Para gran parte de los docentes, las vacaciones hacen que la batería de la paciencia tenga carga, al menos por el momento, así que respondo con cuidado. Aclaro los criterios de evaluación, jerarquizo temas, conceptos, envío algunas síntesis que, desde la pandemia, aprendí a archivar a mano. No sé, en realidad, si les alcanzará.

Por último, les digo (me digo) que quiero que aprueben, todos y todas, que por fin aprueben. Aunque la verdad es que también me gustaría que entiendan, que aprendan. Que les guste la materia es la utopía que, como el Ave Fénix, renacerá en el aula cuando comience el ciclo lectivo.

Entre las pretensiones docentes y lo que finalmente ocurre en el transcurso de un año escolar hay un abismo, más allá del nivel educativo en el que estemos. Quiero decir que pasa en la primaria, en la secundaria. Por muchas razones, algunas áreas del conocimiento resultan más atractivas que otras, o parecen más fáciles de entender, incluso de eximir. Por eso hay quienes “se llevan” una o varias materias.

TAREA ASIGNADA A. Enumera las cosas que, según el texto sobre los docentes, quien escribe dice que quiere o le gustaría que hagan los estudiantes.
TAREA ASIGNADA B. Transcribe sin cambios el fragmento del texto sobre los docentes que empieza con "Para gran parte" y sigue hasta "si les alcanzará.".

Datos para ubicar puntos en imágenes.
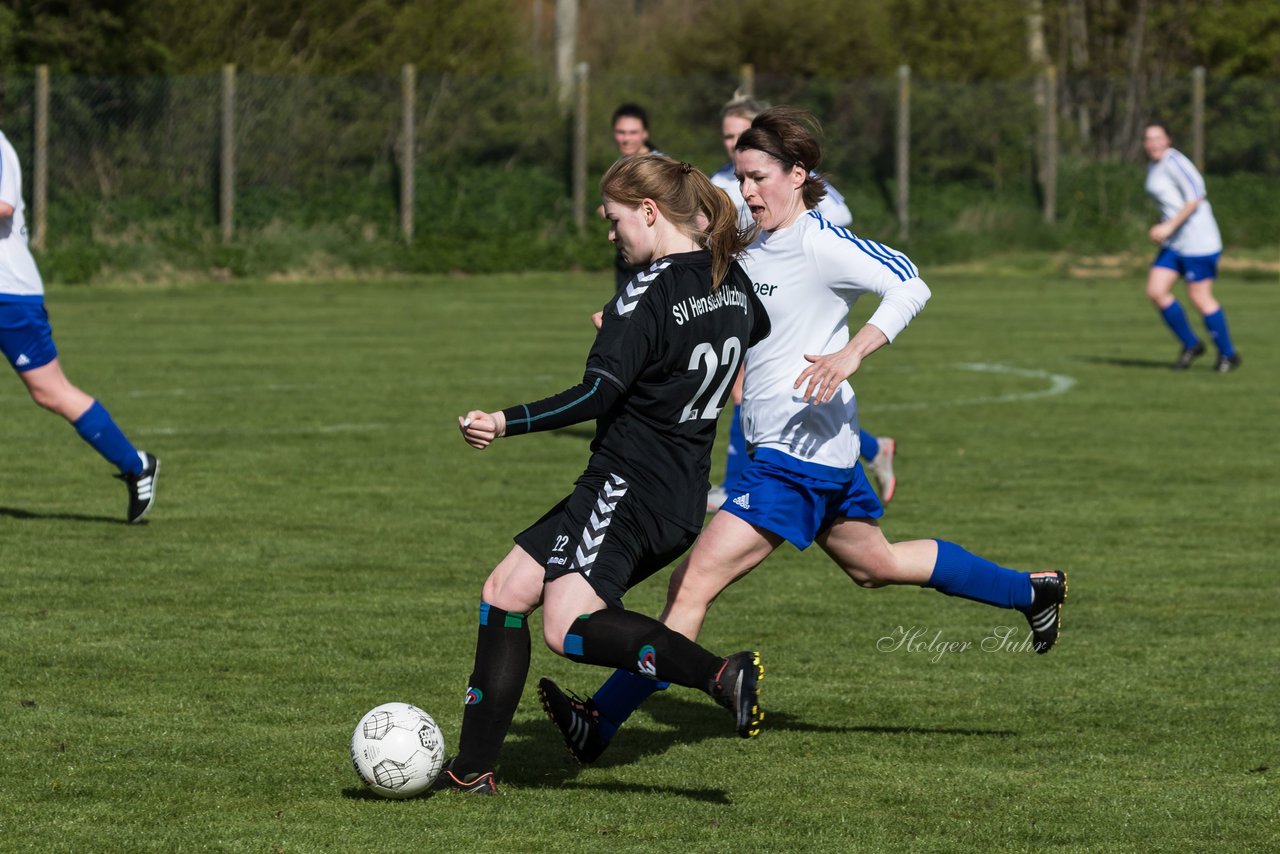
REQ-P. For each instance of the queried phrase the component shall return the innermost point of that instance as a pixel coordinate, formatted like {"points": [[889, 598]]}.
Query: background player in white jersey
{"points": [[877, 451], [1189, 247], [27, 342], [656, 380], [630, 123], [804, 483]]}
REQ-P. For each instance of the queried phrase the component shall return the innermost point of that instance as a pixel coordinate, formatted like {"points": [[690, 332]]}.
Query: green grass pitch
{"points": [[321, 533]]}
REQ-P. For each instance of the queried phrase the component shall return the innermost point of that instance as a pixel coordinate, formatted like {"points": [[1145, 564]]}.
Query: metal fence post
{"points": [[408, 85], [1198, 117], [904, 149], [227, 196], [1048, 174], [580, 147], [40, 176]]}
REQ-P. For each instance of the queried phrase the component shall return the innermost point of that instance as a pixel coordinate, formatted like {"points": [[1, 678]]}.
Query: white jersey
{"points": [[18, 273], [808, 275], [1173, 181], [832, 205]]}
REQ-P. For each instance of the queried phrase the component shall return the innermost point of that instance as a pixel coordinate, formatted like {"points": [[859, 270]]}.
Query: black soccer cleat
{"points": [[142, 487], [1045, 612], [737, 688], [471, 784], [577, 720], [1228, 364], [1188, 355]]}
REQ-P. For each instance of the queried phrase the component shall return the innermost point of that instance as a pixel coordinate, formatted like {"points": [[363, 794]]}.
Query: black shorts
{"points": [[607, 535]]}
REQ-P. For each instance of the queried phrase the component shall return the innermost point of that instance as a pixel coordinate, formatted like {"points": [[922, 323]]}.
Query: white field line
{"points": [[1055, 384]]}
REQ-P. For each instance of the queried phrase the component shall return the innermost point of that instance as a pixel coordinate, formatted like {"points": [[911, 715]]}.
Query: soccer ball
{"points": [[397, 750]]}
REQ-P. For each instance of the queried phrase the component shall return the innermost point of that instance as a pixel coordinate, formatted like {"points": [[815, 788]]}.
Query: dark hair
{"points": [[630, 110], [794, 138], [682, 193]]}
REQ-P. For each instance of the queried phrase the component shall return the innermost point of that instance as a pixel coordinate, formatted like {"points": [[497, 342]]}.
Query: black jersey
{"points": [[661, 369], [673, 348]]}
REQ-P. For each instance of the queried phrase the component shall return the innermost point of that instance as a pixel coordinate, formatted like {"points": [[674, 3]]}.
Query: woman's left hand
{"points": [[826, 373], [479, 428]]}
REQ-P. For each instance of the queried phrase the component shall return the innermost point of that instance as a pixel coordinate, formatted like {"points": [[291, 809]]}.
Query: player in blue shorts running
{"points": [[876, 451], [1189, 247], [804, 483], [27, 343]]}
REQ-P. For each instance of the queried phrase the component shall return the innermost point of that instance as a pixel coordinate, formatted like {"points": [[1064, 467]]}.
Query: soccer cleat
{"points": [[471, 784], [1226, 364], [716, 498], [1045, 612], [577, 720], [737, 688], [882, 469], [142, 487], [1188, 355]]}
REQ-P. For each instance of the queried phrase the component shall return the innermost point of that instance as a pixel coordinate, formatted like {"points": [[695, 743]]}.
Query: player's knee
{"points": [[869, 576], [554, 640], [554, 631], [48, 398]]}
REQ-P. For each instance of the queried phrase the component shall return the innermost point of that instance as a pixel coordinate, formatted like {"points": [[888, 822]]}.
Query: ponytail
{"points": [[682, 192]]}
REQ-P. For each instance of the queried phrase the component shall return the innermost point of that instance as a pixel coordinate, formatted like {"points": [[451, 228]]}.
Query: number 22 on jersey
{"points": [[703, 406]]}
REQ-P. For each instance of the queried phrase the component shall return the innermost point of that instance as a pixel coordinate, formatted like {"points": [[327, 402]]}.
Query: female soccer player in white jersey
{"points": [[804, 483], [877, 451], [27, 342], [1189, 247], [668, 348]]}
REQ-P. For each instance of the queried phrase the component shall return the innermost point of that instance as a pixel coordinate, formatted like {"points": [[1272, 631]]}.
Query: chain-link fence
{"points": [[136, 163]]}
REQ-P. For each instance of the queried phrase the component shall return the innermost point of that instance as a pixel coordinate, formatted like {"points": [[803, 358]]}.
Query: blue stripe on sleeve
{"points": [[894, 260], [529, 419]]}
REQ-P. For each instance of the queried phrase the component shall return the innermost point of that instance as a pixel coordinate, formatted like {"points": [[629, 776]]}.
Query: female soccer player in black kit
{"points": [[657, 377]]}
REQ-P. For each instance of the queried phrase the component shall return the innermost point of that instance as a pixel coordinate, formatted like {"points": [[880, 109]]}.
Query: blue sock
{"points": [[1176, 320], [97, 428], [622, 694], [963, 574], [871, 444], [1216, 324], [737, 459]]}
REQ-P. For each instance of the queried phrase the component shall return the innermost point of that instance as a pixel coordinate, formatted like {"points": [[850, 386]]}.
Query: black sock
{"points": [[493, 693], [630, 640]]}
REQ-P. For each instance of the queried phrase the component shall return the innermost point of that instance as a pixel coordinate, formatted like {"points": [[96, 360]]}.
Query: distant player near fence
{"points": [[1189, 247], [27, 342]]}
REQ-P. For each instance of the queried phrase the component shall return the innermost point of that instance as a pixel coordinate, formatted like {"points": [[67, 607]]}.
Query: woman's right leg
{"points": [[1160, 291], [501, 663], [726, 551]]}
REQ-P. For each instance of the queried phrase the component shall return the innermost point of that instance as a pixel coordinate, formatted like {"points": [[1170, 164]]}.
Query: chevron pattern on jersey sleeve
{"points": [[593, 535], [630, 296]]}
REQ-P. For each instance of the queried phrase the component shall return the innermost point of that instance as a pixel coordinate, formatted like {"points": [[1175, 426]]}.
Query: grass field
{"points": [[321, 534]]}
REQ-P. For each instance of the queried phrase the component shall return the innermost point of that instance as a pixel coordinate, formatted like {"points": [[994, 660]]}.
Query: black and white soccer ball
{"points": [[397, 749]]}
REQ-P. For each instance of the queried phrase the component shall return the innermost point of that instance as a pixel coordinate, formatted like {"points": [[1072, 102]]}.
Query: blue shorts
{"points": [[1193, 268], [799, 499], [26, 338]]}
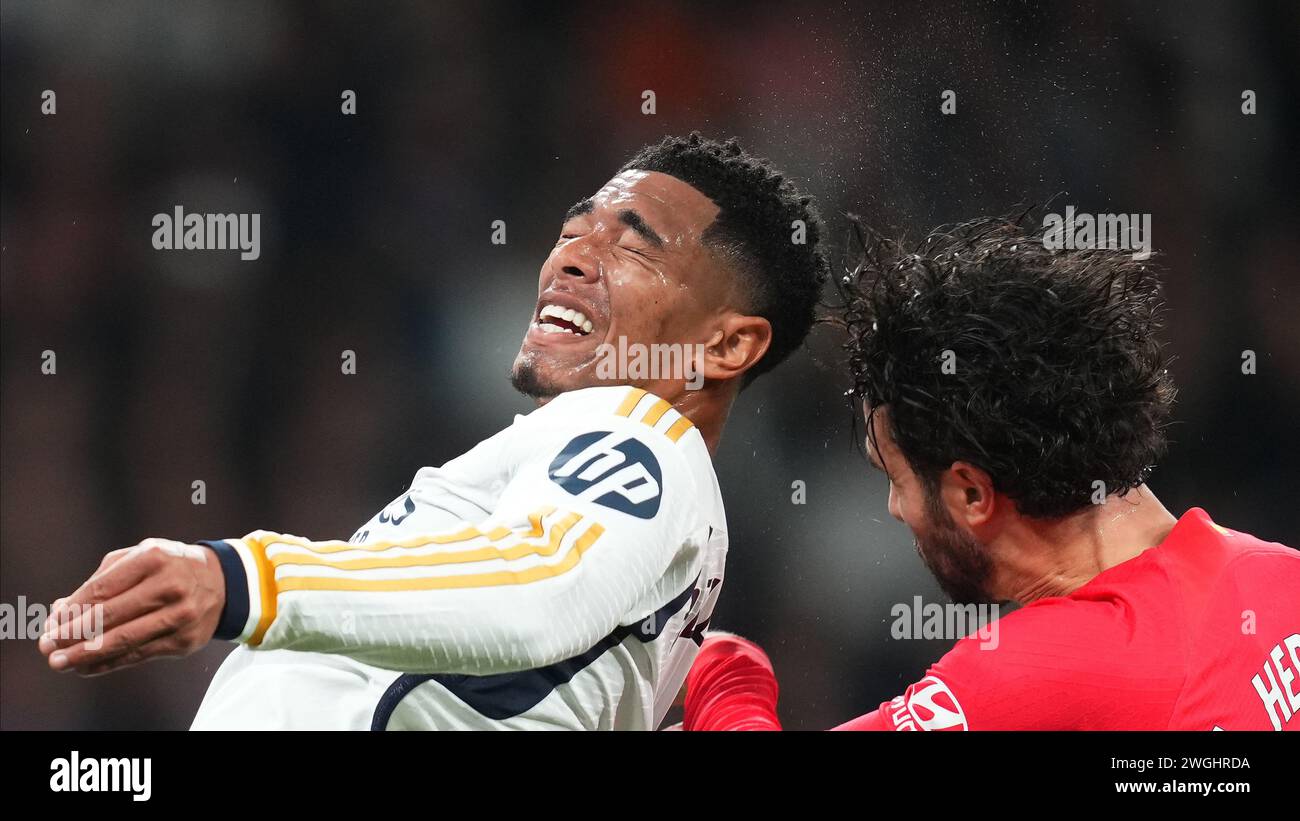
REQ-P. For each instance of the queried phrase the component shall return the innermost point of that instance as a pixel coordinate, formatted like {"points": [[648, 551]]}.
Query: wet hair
{"points": [[1056, 377], [753, 233]]}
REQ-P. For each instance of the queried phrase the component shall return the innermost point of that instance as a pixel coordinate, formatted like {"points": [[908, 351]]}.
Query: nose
{"points": [[577, 259]]}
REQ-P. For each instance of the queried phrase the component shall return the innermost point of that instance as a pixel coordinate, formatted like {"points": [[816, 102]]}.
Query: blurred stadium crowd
{"points": [[177, 366]]}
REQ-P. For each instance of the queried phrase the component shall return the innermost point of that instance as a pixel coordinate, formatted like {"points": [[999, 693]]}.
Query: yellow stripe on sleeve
{"points": [[429, 560], [450, 582], [265, 589]]}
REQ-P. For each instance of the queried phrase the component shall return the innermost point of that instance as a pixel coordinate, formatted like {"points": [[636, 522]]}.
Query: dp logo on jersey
{"points": [[620, 474]]}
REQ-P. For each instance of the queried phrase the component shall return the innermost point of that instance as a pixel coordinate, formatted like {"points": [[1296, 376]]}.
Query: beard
{"points": [[525, 378], [958, 563]]}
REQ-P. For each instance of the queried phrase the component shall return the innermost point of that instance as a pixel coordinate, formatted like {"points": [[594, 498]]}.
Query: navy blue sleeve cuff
{"points": [[234, 615]]}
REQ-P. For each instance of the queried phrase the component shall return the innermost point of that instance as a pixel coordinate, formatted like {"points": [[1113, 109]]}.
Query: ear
{"points": [[969, 495], [736, 346]]}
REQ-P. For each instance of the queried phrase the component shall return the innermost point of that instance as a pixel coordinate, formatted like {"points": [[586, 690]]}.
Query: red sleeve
{"points": [[731, 686]]}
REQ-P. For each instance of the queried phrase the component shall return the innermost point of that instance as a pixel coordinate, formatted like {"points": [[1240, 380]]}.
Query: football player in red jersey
{"points": [[1015, 398]]}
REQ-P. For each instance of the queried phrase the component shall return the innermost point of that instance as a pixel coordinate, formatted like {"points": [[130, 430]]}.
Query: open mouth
{"points": [[558, 320]]}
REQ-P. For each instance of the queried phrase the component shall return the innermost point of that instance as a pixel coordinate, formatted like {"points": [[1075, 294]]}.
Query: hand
{"points": [[157, 599]]}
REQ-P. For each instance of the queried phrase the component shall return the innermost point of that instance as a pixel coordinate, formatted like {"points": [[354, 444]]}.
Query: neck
{"points": [[1053, 557], [706, 408]]}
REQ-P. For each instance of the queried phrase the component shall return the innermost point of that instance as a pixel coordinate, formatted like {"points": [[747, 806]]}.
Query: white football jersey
{"points": [[558, 576]]}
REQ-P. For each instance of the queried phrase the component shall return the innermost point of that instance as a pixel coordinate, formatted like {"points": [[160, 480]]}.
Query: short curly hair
{"points": [[1056, 378], [753, 231]]}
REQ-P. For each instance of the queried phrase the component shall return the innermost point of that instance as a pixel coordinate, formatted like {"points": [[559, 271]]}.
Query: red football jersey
{"points": [[1197, 633]]}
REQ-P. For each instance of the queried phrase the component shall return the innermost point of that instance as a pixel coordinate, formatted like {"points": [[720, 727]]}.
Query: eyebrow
{"points": [[577, 209], [637, 224]]}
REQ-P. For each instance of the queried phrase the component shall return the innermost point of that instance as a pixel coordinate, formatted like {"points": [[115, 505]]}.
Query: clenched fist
{"points": [[157, 599]]}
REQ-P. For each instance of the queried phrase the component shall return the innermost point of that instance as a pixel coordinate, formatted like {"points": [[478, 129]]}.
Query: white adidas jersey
{"points": [[558, 576]]}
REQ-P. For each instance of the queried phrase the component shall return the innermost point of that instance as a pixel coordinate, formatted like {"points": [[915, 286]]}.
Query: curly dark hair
{"points": [[753, 231], [1058, 379]]}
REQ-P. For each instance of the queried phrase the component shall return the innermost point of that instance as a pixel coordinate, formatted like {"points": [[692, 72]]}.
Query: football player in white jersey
{"points": [[562, 572]]}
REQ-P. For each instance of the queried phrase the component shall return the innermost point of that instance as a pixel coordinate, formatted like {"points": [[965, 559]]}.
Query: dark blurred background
{"points": [[174, 366]]}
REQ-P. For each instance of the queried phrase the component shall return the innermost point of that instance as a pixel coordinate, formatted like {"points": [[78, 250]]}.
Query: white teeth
{"points": [[568, 315]]}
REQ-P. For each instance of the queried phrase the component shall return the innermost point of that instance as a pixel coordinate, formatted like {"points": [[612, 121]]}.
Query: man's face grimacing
{"points": [[631, 263], [957, 560]]}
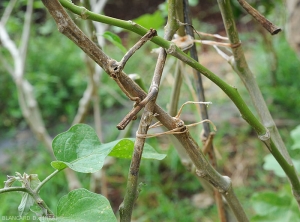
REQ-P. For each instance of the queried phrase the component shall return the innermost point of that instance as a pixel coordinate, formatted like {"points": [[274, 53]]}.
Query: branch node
{"points": [[172, 48], [265, 137]]}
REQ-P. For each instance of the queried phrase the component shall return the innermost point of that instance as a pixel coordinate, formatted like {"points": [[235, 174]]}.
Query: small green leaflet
{"points": [[80, 149], [82, 205], [295, 134], [115, 40]]}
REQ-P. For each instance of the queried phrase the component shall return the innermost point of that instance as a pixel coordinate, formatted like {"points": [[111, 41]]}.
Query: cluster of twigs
{"points": [[178, 17]]}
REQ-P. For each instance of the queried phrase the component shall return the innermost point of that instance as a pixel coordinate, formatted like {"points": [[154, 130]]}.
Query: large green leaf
{"points": [[80, 149], [82, 205], [124, 149]]}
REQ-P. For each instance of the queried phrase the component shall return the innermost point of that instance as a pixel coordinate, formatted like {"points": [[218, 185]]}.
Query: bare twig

RESULTADO A. Que aprueben, que entiendan y que aprendan.

RESULTADO B.
Para gran parte de los docentes, las vacaciones hacen que la batería de la paciencia tenga carga, al menos por el momento, así que respondo con cuidado. Aclaro los criterios de evaluación, jerarquizo temas, conceptos, envío algunas síntesis que, desde la pandemia, aprendí a archivar a mano. No sé, en realidad, si les alcanzará.